**Problem**.
An exact copy of the data is needed, one that excludes all pictures.

== Segment start ==

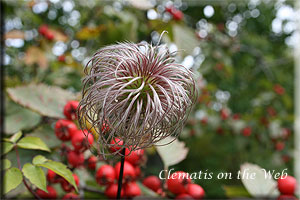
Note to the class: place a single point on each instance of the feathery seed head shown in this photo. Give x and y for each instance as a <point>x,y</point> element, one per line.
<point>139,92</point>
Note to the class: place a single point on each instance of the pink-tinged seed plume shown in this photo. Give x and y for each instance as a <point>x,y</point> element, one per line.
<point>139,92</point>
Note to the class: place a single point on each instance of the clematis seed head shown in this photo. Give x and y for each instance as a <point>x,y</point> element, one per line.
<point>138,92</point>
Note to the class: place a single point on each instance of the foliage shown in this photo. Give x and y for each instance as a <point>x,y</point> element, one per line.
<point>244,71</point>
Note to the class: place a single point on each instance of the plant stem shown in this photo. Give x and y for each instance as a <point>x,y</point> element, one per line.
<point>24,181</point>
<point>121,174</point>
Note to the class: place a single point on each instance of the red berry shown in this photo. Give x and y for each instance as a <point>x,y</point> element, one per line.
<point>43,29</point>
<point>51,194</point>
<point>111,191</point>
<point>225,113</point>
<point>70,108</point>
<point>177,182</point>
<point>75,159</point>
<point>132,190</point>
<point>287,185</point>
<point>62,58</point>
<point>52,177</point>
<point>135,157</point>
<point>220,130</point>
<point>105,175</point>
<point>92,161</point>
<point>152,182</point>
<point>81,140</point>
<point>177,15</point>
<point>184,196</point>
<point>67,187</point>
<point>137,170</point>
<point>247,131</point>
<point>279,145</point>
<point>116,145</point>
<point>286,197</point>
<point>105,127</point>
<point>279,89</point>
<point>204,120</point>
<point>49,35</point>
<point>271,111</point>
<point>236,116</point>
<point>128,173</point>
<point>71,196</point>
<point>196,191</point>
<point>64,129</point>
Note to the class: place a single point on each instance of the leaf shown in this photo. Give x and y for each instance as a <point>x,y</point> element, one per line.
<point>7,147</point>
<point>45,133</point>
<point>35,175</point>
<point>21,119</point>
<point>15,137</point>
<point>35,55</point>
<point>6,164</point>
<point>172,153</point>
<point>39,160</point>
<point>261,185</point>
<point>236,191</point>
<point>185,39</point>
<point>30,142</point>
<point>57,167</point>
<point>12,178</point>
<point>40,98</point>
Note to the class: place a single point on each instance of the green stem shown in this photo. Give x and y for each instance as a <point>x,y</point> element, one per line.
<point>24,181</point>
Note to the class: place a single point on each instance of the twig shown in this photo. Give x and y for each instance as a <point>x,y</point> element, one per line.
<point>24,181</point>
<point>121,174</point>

== Segment end ==

**Finished exercise**.
Note to the class: place a single point on each instance of the feathery seed head shown in this photo. Give x and y for each instance as a <point>x,y</point> element, one per line.
<point>139,92</point>
Note to the class: place a single point on each instance of the pink-tinged seed plume shown in this photo. Give x and y for each instance as a <point>x,y</point> element, one per line.
<point>139,92</point>
Note to the class: place a single point on each instance of the clematis seed head shown in this photo. Give x and y for each instance as a <point>x,y</point> element, one per line.
<point>138,92</point>
Note to the class: place a single point on each instance of the foliage shown in this photo. Give x and y for each instance as a <point>x,y</point> element, one per line.
<point>244,71</point>
Note to the class: place a single point on each instance of the plant stem shown in this photo. Give x and y for each instance as a <point>x,y</point> element, one per line.
<point>24,181</point>
<point>121,174</point>
Note to the class: place a single point on each instance of the red berry shown in this photo. Give x and y for each instance as a <point>x,y</point> element, one per line.
<point>43,29</point>
<point>51,194</point>
<point>111,191</point>
<point>225,113</point>
<point>70,108</point>
<point>177,182</point>
<point>75,159</point>
<point>132,190</point>
<point>287,185</point>
<point>62,58</point>
<point>52,177</point>
<point>135,157</point>
<point>220,130</point>
<point>105,175</point>
<point>92,161</point>
<point>152,182</point>
<point>81,140</point>
<point>177,15</point>
<point>184,196</point>
<point>67,187</point>
<point>137,170</point>
<point>247,131</point>
<point>279,145</point>
<point>116,145</point>
<point>286,197</point>
<point>105,127</point>
<point>279,89</point>
<point>204,120</point>
<point>49,35</point>
<point>271,111</point>
<point>236,116</point>
<point>128,173</point>
<point>71,196</point>
<point>196,191</point>
<point>64,129</point>
Note to the class: place a single point on each instance of the leaf shown in this photo. Give x and y for each instance as a <point>x,y</point> element, one per line.
<point>7,147</point>
<point>45,133</point>
<point>35,175</point>
<point>21,119</point>
<point>15,137</point>
<point>35,55</point>
<point>6,164</point>
<point>172,153</point>
<point>39,160</point>
<point>261,185</point>
<point>236,191</point>
<point>185,39</point>
<point>30,142</point>
<point>57,167</point>
<point>12,178</point>
<point>40,98</point>
Note to the class: place a single point on each instance of the green stem shown in this photo. Give x and y for each instance as a <point>x,y</point> element, one per line.
<point>24,181</point>
Note to the class: place a single point on each instance of the twig shown in this photo. Give x and y for each instance as a <point>x,y</point> element, one per line.
<point>24,181</point>
<point>121,174</point>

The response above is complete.